### TASK OBJECTIVE
Return every line in the items below that contains the word "fabric".

### DATA SECTION
★ ★ ★ ★ ★

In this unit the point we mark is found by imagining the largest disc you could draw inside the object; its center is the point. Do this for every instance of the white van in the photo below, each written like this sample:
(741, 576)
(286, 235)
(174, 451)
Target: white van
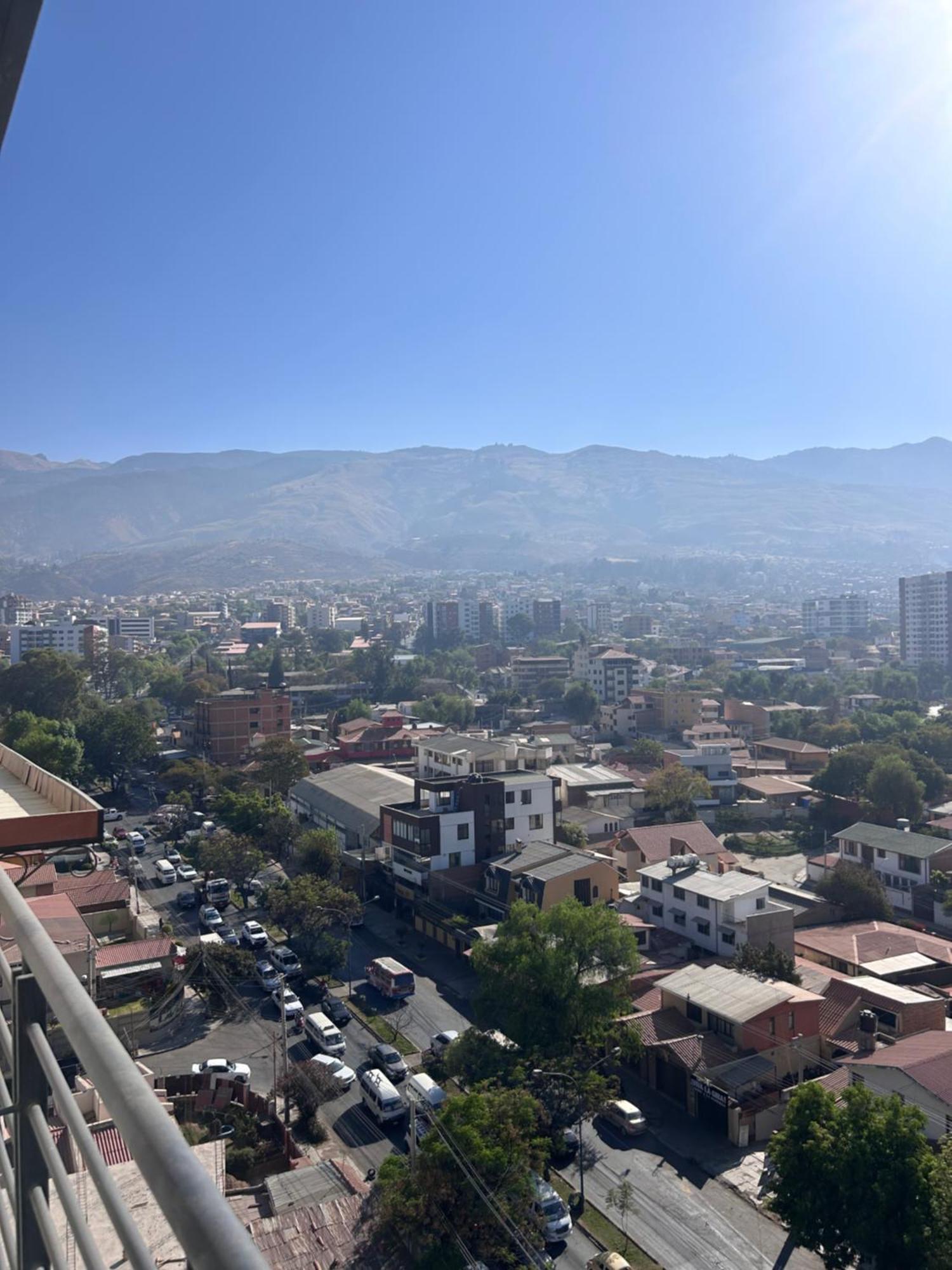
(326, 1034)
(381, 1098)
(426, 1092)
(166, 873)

★ ★ ★ ★ ★

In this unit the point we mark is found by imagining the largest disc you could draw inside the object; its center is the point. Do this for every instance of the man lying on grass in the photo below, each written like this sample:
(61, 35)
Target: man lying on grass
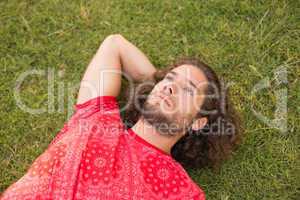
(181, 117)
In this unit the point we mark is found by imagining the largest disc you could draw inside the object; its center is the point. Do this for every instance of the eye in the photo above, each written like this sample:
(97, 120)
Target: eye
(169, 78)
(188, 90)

★ ★ ★ ★ ★

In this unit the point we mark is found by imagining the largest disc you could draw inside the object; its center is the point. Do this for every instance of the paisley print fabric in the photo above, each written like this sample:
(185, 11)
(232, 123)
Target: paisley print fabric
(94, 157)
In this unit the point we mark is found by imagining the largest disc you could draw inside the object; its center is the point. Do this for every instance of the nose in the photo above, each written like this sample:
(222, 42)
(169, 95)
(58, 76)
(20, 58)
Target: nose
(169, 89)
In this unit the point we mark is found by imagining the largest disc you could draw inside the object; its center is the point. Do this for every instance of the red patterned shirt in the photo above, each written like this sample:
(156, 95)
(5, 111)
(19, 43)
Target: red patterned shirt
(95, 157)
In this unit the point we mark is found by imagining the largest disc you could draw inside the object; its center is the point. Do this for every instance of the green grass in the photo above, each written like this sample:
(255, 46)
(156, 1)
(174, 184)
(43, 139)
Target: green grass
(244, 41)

★ ★ ★ ★ ★

### ANSWER TO THIS PROBLEM
In this unit the point we mark is found by imagining the largest disc you could draw inside the object; its center is the point. Do this for every instance of the paisley print fabric in the photo above, each written like this sample:
Target: paisley print fabric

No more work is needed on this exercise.